■ SUPPLIED TEXT ■
○ ○ ○ ○ ○

The Medical Device Nightmare

17 January 2018

Medical devices – artificial hips, etc. – are poorly regulated, and patients who receive them can suffer devastating consequences. A recent New York Times article sheds some light on this shocking industry: Lenzer, J. “Can Your Hip Replacement Kill You?” New York Times, January 13, 2018. The article includes a horrifying anecdote about a physician who received a metal-on-metal artificial hip called the ASR XL, made by Johnson & Johnson. Five years later, the patient had the artificial hip removed, because he was in excruciating pain. Here’s what his surgeon found:

When the surgeon sliced into his hip, what he saw looked like a crankcase full of dirty oil. Tissue surrounding the hip was black. Cobalt leaking from the ASR hip had caused a condition called metallosis, destroying not only local muscle, tendons and ligaments, but harming [the patient’s] heart and brain as well.

This, sadly, is not an isolated occurrence. Despite warnings that the artificial hips ere harming patients, Johnson & Johnson continued to sell the ASR XL model for years, and later sold another similar model, the Pinnacle, until 2013.

9000 patients have now sued Johnson & Johnson for the injuries and losses caused by the hip implants and for failing to warn doctors and patients about its dangers. Recently, a group of six plaintiffs won a verdict of $247 million dollars against Johnson & Johnson for injuries caused by the Pinnacle model.

The numbers are enormous. As the author notes, “about 32 million Americans — or about one in 10 — have at least one medical device implanted, from artificial joints to cardiac stents, surgical mesh, pacemakers, defibrillators, nerve stimulators, replacement lenses in eyes, heart valves and birth control devices.”

It is certainly true that many of these devices have helped many, many patients. But – there are also significant problems. As the article notes:

Medical interventions are now the third-leading cause of death in the United States, and devices play an increasing role in that statistic.

○ ○ ○ ○ ○

■ EXERCISE GOAL ■
Please quote, word for word, the part of the medical device article between "When the surgeon" and "brain as well.", inclusive.

■ PROVIDED DATA ■
○ ○ ○ ○ ○

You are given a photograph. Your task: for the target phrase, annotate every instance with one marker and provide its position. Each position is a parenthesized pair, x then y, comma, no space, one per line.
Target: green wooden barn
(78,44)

○ ○ ○ ○ ○

■ EXPECTED ANSWER ■
When the surgeon sliced into his hip, what he saw looked like a crankcase full of dirty oil. Tissue surrounding the hip was black. Cobalt leaking from the ASR hip had caused a condition called metallosis, destroying not only local muscle, tendons and ligaments, but harming [the patient’s] heart and brain as well.